WORK INSTRUCTIONS: All of the records must be given again exactly.

DATASET CONTENT:
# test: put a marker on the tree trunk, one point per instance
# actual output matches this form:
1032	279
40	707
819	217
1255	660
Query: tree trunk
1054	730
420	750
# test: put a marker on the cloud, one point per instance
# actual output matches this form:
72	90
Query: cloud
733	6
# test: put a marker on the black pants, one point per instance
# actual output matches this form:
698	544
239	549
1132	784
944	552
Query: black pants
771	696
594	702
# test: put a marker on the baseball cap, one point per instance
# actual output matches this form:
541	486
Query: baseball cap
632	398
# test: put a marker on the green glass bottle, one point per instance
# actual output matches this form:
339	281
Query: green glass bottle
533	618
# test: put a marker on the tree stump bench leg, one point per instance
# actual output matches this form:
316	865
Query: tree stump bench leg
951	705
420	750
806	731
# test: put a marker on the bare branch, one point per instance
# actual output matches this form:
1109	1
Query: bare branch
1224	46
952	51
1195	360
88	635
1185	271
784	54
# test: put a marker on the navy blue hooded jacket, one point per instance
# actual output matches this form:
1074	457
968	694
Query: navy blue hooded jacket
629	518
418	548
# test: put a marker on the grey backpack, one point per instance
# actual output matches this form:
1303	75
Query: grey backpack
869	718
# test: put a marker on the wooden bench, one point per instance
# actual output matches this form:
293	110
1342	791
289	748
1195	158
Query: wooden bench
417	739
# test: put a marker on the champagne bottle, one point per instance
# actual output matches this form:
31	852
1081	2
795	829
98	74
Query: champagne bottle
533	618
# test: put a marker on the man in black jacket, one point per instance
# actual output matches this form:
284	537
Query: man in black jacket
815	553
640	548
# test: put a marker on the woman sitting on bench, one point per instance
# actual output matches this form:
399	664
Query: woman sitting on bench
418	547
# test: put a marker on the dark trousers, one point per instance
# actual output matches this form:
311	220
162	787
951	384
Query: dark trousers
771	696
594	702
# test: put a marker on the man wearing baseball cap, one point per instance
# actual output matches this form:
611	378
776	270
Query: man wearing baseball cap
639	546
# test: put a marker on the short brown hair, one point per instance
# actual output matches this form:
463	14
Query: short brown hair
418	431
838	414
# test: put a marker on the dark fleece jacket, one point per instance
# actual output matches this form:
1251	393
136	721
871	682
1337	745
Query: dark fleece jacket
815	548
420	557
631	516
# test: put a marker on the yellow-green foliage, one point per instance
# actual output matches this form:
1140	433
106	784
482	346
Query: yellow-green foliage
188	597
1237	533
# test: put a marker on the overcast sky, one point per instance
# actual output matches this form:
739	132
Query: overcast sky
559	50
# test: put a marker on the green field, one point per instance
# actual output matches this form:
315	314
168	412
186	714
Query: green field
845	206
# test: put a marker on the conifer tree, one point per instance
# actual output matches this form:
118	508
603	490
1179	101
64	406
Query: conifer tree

EXERCISE SOLUTION:
# test: put a marker on the tree trunk, one point per instance
# actual output matches this form:
1032	279
40	707
819	217
1255	660
Query: tree trunk
1054	730
420	750
# test: put a marker on the cloud, one point per instance
# actual output matches this form:
72	90
Query: cloud
733	6
# test: put a marker on the black pants, one point per instance
# actual output matches this form:
698	544
239	549
1132	784
944	552
Query: black pants
771	696
594	702
# test: put a marker on the baseball cap, one point per instance
# actual output matches this form:
541	486
Query: baseball cap
632	398
# test: put a marker on the green glass bottle, one point per instance
# actual output matches this form:
339	281
Query: green glass bottle
533	618
# test: put a marker on the tree stump bench leg, one point per instance
# actual output matches this form:
316	865
Query: tree stump bench leg
951	705
420	750
806	731
# test: put a marker on the bare branch, one point per instance
# actual output matches this form:
1109	1
Query: bare branch
1224	46
952	51
1195	360
88	635
1185	271
784	54
# test: put a marker on the navy blue hooded jacket, one point per instance
# actual output matches this form:
1074	457
968	694
Query: navy blue hooded jacket
629	518
418	548
# test: put a marker on the grey backpack, one point per instance
# actual output matches this form:
1303	75
Query: grey backpack
869	718
# test: put a marker on the wooden bench, one point per instance
# actual output matches this form:
293	110
1342	791
289	748
1195	158
Query: wooden bench
417	739
# test: put a marker on the champagne bottle, one point per instance
# actual output matches this form:
31	852
1081	2
795	829
98	74
Query: champagne bottle
533	618
# test: put a marker on the man in black jacket, one point per instance
# actual output matches this form:
284	537
Query: man in black jacket
815	553
640	548
# test: put a marker on the woman sitting on bench, one point per instance
# actual output matches this form:
399	664
Query: woman sitting on bench
418	547
# test: put a marker on the dark trousers, one point per instance
# actual output matches this form:
311	220
162	787
951	384
Query: dark trousers
771	696
594	702
# test: put a marker on the man wearing baseball cap, one point per instance
# actual output matches this form:
611	378
776	270
Query: man wearing baseball cap
639	546
# test: put a marker on the short brown hair, one point per instance
# actual output matches this form:
463	14
Query: short brown hair
418	431
838	414
# test: put a marker on the dark fleece jacket, one point per instance
# actual output matches this form:
1251	393
136	721
871	682
1337	745
Query: dark fleece jacket
815	548
420	557
631	516
# test: put a marker on the yellow-green foliage, one point per instance
# actual output matches this form:
1140	433
106	784
482	346
Query: yellow-green foliage
188	597
1237	533
# test: put a marker on the overcast sky, one point per instance
# actual output matches this form:
739	132
Query: overcast sky
559	50
# test: put a marker on the green field, one point per instance
# actual output matches this form:
315	314
168	412
186	714
Query: green field
845	206
# test: put a marker on the conifer tree, one point per instance
# actual output matches this form:
118	508
603	490
1179	101
64	406
Query: conifer tree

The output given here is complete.